#### Aim of the exercise
In the listing between the lines holding "find grassy slope" and "Query: front door handle", inclusive, change "castle tower" to "castle turret" and give those lines again with nothing else altered. Omit the pictures from your output.

#### Data items
######

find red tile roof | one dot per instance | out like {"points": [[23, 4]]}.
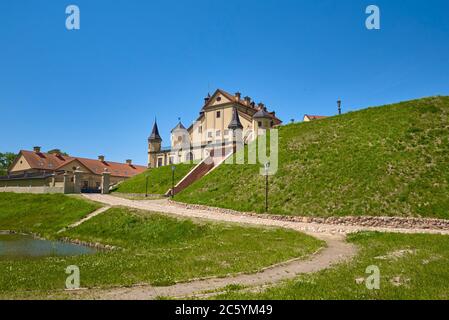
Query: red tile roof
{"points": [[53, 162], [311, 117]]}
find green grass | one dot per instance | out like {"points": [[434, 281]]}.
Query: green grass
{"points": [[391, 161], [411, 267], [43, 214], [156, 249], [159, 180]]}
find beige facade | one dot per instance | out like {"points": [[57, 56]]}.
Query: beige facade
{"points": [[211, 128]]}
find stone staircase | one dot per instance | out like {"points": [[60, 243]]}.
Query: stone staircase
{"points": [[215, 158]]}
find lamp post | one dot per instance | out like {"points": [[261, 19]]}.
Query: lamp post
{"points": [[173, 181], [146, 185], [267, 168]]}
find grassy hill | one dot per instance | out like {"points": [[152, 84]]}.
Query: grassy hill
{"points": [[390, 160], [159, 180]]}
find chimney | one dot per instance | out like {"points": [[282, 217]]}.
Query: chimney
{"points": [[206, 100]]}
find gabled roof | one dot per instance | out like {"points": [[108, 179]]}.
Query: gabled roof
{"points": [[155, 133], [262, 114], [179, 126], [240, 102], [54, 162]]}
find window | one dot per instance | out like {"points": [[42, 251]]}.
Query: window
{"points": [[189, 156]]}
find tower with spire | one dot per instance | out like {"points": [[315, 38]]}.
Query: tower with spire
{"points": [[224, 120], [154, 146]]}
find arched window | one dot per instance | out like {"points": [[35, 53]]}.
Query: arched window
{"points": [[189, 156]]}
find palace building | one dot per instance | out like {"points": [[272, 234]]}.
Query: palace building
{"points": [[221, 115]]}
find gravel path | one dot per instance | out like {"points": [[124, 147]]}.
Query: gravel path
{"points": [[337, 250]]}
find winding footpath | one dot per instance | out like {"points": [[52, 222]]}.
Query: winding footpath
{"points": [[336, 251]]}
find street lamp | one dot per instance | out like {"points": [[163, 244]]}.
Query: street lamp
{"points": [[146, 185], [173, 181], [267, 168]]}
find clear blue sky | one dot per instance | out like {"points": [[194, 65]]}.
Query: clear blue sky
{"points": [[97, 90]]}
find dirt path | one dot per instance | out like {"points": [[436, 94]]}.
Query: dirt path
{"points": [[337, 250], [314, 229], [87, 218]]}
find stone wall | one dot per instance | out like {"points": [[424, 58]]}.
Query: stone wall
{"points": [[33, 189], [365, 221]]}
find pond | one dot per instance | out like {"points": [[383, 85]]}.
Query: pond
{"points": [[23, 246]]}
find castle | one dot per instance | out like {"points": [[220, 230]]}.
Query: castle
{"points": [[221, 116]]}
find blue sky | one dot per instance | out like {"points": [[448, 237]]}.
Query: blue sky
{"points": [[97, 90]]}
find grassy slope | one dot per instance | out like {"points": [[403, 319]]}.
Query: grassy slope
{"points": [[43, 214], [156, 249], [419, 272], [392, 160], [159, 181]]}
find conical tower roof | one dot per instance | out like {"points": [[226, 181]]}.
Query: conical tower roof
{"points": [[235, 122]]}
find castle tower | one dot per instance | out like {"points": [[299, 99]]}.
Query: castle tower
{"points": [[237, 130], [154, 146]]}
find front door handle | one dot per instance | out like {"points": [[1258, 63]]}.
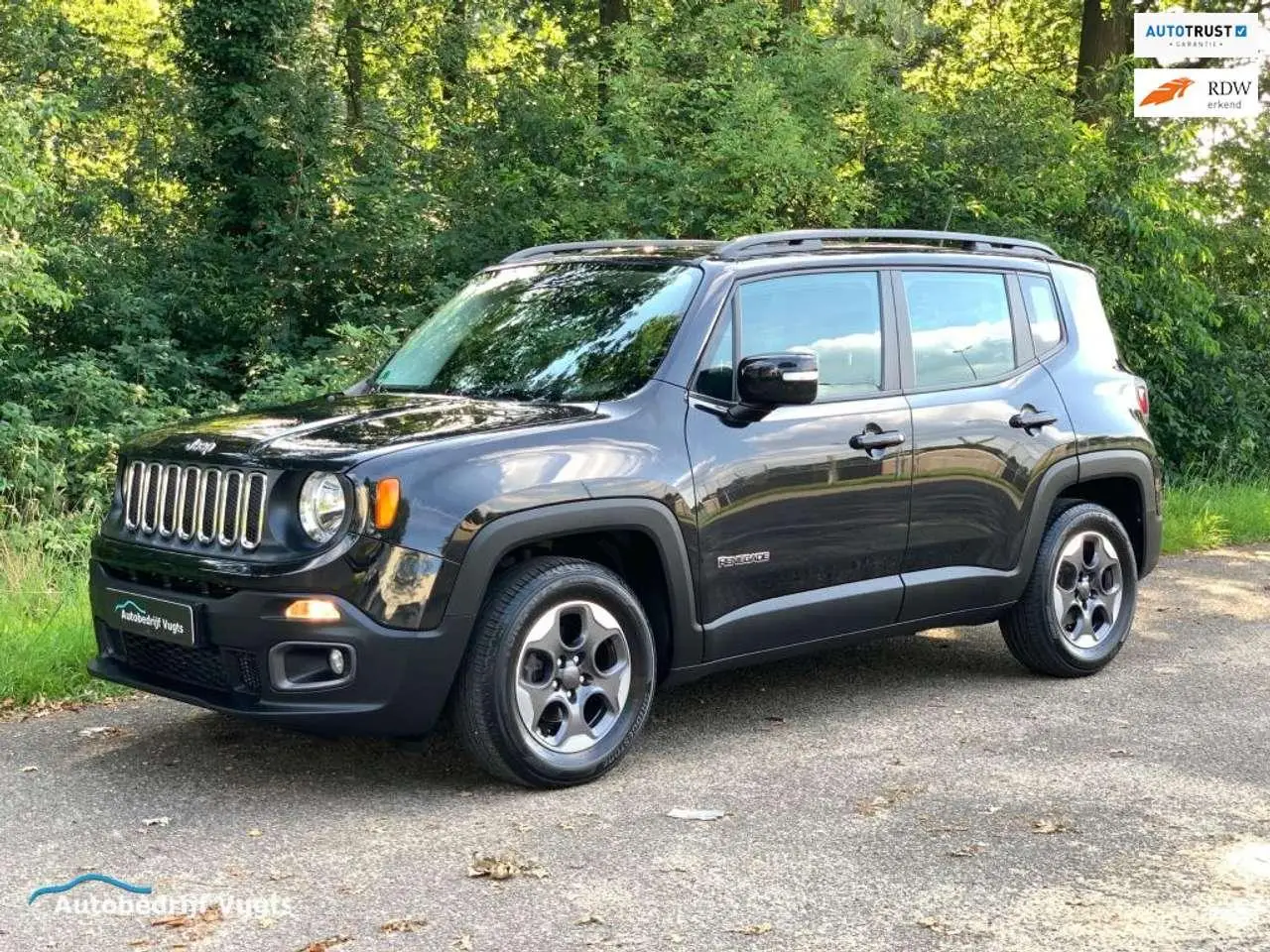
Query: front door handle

######

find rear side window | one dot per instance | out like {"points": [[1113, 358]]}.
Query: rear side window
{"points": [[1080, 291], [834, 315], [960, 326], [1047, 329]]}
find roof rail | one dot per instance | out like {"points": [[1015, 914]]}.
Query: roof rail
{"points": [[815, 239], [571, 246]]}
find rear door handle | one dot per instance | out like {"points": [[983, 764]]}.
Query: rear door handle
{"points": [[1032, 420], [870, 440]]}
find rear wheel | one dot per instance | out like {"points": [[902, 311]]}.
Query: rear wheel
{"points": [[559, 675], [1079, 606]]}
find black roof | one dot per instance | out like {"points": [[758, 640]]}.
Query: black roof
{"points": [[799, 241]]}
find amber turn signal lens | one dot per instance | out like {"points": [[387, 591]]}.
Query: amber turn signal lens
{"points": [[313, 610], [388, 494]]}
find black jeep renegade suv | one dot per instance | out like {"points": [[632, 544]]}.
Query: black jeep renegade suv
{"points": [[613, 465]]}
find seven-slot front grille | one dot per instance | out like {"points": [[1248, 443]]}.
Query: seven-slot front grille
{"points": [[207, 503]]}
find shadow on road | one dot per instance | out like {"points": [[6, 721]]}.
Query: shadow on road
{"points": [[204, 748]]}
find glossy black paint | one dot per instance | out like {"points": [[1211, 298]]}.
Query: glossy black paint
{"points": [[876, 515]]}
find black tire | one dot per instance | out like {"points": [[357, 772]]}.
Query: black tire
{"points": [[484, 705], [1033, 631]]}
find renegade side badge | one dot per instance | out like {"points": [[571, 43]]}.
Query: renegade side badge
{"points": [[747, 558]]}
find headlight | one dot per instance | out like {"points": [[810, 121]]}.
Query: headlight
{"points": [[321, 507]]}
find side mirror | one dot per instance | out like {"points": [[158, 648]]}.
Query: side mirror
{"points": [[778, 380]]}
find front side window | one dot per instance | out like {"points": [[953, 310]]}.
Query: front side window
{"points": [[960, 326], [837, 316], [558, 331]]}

######

#### Response to this exercise
find grassy slope | one dot per instance | out like {"points": [[403, 319]]}.
Query: grassy slope
{"points": [[43, 214], [156, 249], [419, 272], [392, 160], [159, 181]]}
find conical tower roof | one dot per instance | out like {"points": [[226, 181]]}.
Query: conical tower roof
{"points": [[235, 122]]}
find castle turret | one dot per instance | out like {"points": [[299, 99]]}.
Query: castle turret
{"points": [[237, 130], [154, 146]]}
find front door handle | one dot per instance | out like {"points": [[1258, 63]]}.
Query: front door handle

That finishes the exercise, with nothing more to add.